-- RECORDED DATA start --

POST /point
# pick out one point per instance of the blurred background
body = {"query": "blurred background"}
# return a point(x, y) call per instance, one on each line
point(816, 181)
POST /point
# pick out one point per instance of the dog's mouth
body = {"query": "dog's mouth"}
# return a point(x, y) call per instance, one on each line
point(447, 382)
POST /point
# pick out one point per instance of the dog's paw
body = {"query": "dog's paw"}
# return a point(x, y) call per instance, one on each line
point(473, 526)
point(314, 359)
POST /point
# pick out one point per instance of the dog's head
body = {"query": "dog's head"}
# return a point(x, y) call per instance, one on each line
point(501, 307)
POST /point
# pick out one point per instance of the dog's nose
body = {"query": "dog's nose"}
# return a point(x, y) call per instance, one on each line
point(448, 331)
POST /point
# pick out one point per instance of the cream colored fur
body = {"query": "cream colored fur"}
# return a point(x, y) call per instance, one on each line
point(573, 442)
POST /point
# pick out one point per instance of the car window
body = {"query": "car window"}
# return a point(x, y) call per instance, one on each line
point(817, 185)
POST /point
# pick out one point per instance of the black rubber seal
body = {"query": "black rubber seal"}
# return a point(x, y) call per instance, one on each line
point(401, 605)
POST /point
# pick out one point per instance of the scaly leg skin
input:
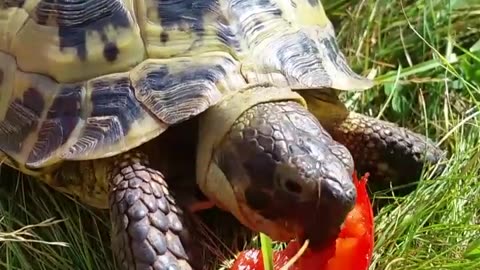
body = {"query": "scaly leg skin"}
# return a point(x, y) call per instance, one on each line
point(386, 151)
point(148, 229)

-- RECORDED DATA end --

Tally the lines of the records above that contain the string "nose", with case counting, and give only the number.

■ RESULT FOR THIS EXERCISE ■
2